— START OF GIVEN TEXT —

Data-Parallel Compute Processing: Compute Command Encoder

This chapter explains how to create and use a MTLComputeCommandEncoder object to encode data-parallel compute processing state and commands and submit them for execution on a device.

To perform a data-parallel computation, follow these main steps:

  1. Use a MTLDevice method to create a compute state (MTLComputePipelineState) that contains compiled code from a MTLFunction object, as discussed in Creating a Compute State. The MTLFunction object represents a compute function written with the Metal shading language, as described in Functions and Libraries.

  2. Specify the MTLComputePipelineState object to be used by the compute command encoder, as discussed in Specifying a Compute State and Resources for a Compute Command Encoder.

  3. Specify resources and related objects (MTLBuffer, MTLTexture, and possibly MTLSamplerState) that may contain the data to be processed and returned by the compute state, as discussed in Specifying a Compute State and Resources for a Compute Command Encoder. Also set their argument table indices, so that Metal framework code can locate a corresponding resource in the shader code. At any given moment, the MTLComputeCommandEncoder can be associated to a number of resource objects.

  4. Dispatch the compute function a specified number of times, as explained in Executing a Compute Command.

— END OF GIVEN TEXT —
— START OF DATASET EXCERPT —

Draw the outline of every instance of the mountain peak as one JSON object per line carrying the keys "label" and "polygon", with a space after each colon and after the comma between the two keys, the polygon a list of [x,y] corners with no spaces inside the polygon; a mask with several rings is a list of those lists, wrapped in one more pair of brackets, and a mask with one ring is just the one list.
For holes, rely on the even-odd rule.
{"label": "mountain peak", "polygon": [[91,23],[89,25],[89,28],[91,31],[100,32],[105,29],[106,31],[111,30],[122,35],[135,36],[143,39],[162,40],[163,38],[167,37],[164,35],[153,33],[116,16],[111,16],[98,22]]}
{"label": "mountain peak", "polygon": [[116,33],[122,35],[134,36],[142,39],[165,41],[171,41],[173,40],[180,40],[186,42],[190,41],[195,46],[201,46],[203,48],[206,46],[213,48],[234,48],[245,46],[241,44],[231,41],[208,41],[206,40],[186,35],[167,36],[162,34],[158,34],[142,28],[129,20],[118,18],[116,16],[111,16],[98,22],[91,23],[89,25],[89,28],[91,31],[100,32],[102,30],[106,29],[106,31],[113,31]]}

— END OF DATASET EXCERPT —

__GOAL OF THE EXERCISE__: Retype the compute command encoder text above word for word, from its heading through the final numbered step.

__FINISHED EXERCISE__:
Data-Parallel Compute Processing: Compute Command Encoder

This chapter explains how to create and use a MTLComputeCommandEncoder object to encode data-parallel compute processing state and commands and submit them for execution on a device.

To perform a data-parallel computation, follow these main steps:

  1. Use a MTLDevice method to create a compute state (MTLComputePipelineState) that contains compiled code from a MTLFunction object, as discussed in Creating a Compute State. The MTLFunction object represents a compute function written with the Metal shading language, as described in Functions and Libraries.

  2. Specify the MTLComputePipelineState object to be used by the compute command encoder, as discussed in Specifying a Compute State and Resources for a Compute Command Encoder.

  3. Specify resources and related objects (MTLBuffer, MTLTexture, and possibly MTLSamplerState) that may contain the data to be processed and returned by the compute state, as discussed in Specifying a Compute State and Resources for a Compute Command Encoder. Also set their argument table indices, so that Metal framework code can locate a corresponding resource in the shader code. At any given moment, the MTLComputeCommandEncoder can be associated to a number of resource objects.

  4. Dispatch the compute function a specified number of times, as explained in Executing a Compute Command.